TASK TO CARRY OUT: Would you repeat all of the records underneath, exactly as written?

DATA:

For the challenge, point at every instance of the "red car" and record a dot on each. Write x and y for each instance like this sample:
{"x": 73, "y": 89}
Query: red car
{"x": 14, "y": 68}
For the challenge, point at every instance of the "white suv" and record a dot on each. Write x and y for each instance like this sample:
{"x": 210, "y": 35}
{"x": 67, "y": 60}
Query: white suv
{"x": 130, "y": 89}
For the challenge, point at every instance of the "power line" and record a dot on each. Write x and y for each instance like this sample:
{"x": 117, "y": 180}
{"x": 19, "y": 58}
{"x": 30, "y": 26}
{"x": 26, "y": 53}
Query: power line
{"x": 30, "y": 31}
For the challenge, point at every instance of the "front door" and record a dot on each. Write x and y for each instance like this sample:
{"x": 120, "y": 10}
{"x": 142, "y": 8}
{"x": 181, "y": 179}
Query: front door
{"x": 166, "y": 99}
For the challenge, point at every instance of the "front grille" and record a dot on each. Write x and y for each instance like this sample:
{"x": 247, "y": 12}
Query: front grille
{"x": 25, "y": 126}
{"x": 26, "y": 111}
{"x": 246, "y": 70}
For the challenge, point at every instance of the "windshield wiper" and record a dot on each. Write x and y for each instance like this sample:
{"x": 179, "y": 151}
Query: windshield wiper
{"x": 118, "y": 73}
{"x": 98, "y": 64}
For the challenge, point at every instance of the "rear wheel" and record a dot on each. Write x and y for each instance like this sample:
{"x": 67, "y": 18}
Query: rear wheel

OUTPUT OF THE TASK:
For the challenge, point at every instance of the "red car" and record a dot on each. Write x and y for each instance like this sample:
{"x": 73, "y": 89}
Query: red car
{"x": 14, "y": 68}
For the challenge, point at every instance of the "white suv" and record a dot on each. Write x and y for each instance like this sample:
{"x": 210, "y": 35}
{"x": 67, "y": 60}
Query: white suv
{"x": 130, "y": 89}
For the challenge, point at every instance of the "power line" and record a dot on each. Write x and y for each instance like this sample:
{"x": 117, "y": 180}
{"x": 19, "y": 58}
{"x": 30, "y": 26}
{"x": 26, "y": 53}
Query: power line
{"x": 30, "y": 31}
For the challenge, point at every instance of the "front door" and record a dot on each. Write x and y for each instance like this sample:
{"x": 120, "y": 10}
{"x": 142, "y": 8}
{"x": 181, "y": 179}
Query: front door
{"x": 166, "y": 99}
For the challenge, point at every instance of the "front grille" and record a dot on each. Write x and y for each instance like this sample:
{"x": 247, "y": 12}
Query: front grille
{"x": 25, "y": 126}
{"x": 26, "y": 111}
{"x": 246, "y": 70}
For the challenge, point at every instance of the "windshield wiper" and record a dot on each. Write x and y for each instance like this sample:
{"x": 179, "y": 151}
Query: windshield wiper
{"x": 118, "y": 73}
{"x": 98, "y": 64}
For the challenge, point at every instance of the "rear wheel" and record a dot on each. Write x and y for each instance like this sample:
{"x": 67, "y": 18}
Query: rear wheel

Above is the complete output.